:: Excerpt ::
◆ ◆ ◆

Diane Park | The Observer

Scene’s 2019 Oscars Predictions

With the 91st Academy Awards coming up Sunday, the Scene department decided to cast its own ballot for one of the most wide-open Oscars in recent memory. Everything from Marvel blockbusters (“Black Panther”) to foreign-language Netflix pictures (“Roma”) are contending. Our writers voted for what they think should and will win in each category.

Best Picture

Nominees: “Black Panther”; “BlacKkKlansman”; “Bohemian Rhapsody”; “The Favourite”; “Green Book”; “Roma”; “A Star Is Born”; “Vice”

  • Will Win: “Roma” (88 percent)
  • Should Win: “Roma” (36 percent)

This year’s Best Picture race is one of the most unpredictable in years, with eight nominated films that could all conceivably win. “Roma” is the presumptive front-runner going into Sunday night, with good reason. Alfonso Cuarón’s semi-autobiographical film was one of the most memorable movie-going experiences that 2018 had to offer. If it were to be named Best Picture, “Roma” would become both the first foreign-language movie and the first film produced by a streaming site to win the award. Just two years after “Moonlight” shocked the world and demonstrated the power of the Academy’s younger, more diverse voting body, a win on Sunday for “Roma” would help to push the Academy forward and to cement Netflix as a true Hollywood player.

— Jake Winningham, Scene Writer ([email protected])

Best Director

Nominees: Spike Lee, “BlacKkKlansman”; Pawel Pawlikowski, “Cold War”; Yorgos Lanthimos, “The Favourite”; Alfonso Cuarón, “Roma”; Adam McKay, “Vice”

  • Will Win: Alfonso Cuarón, “Roma” (90 percent)
  • Should Win: Alfonso Cuarón, “Roma” (93 percent)

This category should be a wide-open-lane, 360-degree, between-the-legs, backward dunk for “Roma” director Alfonso Cuarón. The Academy has already shown its love for Cuarón when he won in this same category at the 86th Oscars for his revolutionary space mystery, “Gravity.” Also in his favor is that neo-realistic, black-and-white films are the types of movies that Oscar voters love. Perhaps an even bigger clue that Cuarón is destined to win is that he is a Mexican man. Four out of the last five Best Director winners have been Mexican men. The most obvious indicator of a Cuarón win should be that “Roma” is a beautifully made film that captures a range and depth of human emotion in a way that no other film in this category does. Cuarón’s care and specificity shines through and — when he’s on top of his game — few are better.

◆ ◆ ◆

:: Source material ::

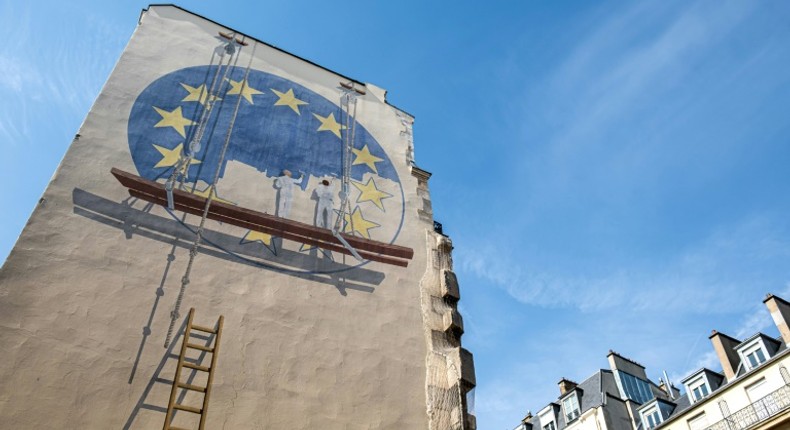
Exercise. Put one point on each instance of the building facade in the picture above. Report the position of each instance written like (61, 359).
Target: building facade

◆ ◆ ◆

:: Problem set ::
(1) According to the Oscars predictions, which film won Alfonso Cuarón Best Director at the 86th Oscars?
(2) Resume the Oscars predictions, picking up right after its final sentence.
The listing is separate material and has no connection to the Oscars predictions.

:: In response ::
(1) "Gravity"

(2)
Potential Upset: The only other director that has even an outside chance to take home this award is Spike Lee. It is generally agreed that “BlacKkKlansman” is not Lee’s best movie, or even in the top five … or top 10 (fight me). But it is also agreed upon that Lee should’ve won an Oscar by now (I mean, how was “Do the Right Thing” not even nominated for Best Picture?!). The Academy loves to give make-up and lifetime-achievement awards in categories. This might be the ultimate opportunity to do that.

— Carlos De Loera, Scene Writer ([email protected])

Best Actor in a Leading Role

Nominees: Christian Bale, “Vice”; Bradley Cooper, “A Star Is Born”; Willem Dafoe, “At Eternity’s Gate”; Rami Malek, “Bohemian Rhapsody”; Viggo Mortensen, “Green Book”

  • Will Win: Rami Malek, “Bohemian Rhapsody” (89 percent)
  • Should Win: Bradley Cooper, “A Star Is Born” (71 percent)

As both director and lead actor in “A Star Is Born,” Bradley Cooper definitely deserves recognition for his characterization and interpretation of Jackson Maine, rugged rock star. Not only does Cooper skillfully create Maine’s husky voice, but he maintains it when he sings, completing Maine’s powerful persona. Cooper’s vocals complement those of Lady Gaga so well throughout the movie. With his piercing blue eyes and long hair, Cooper successfully portrays Maine’s inner-struggle with his demon of addiction. He accurately illustrates the complexity of his character, with scenes of genuine happiness as well as extreme sadness and pain. Cooper was a huge factor in keeping “A Star Is Born” fresh in its fourth rendition.

— Dessi Gomez, Scene Writer ([email protected])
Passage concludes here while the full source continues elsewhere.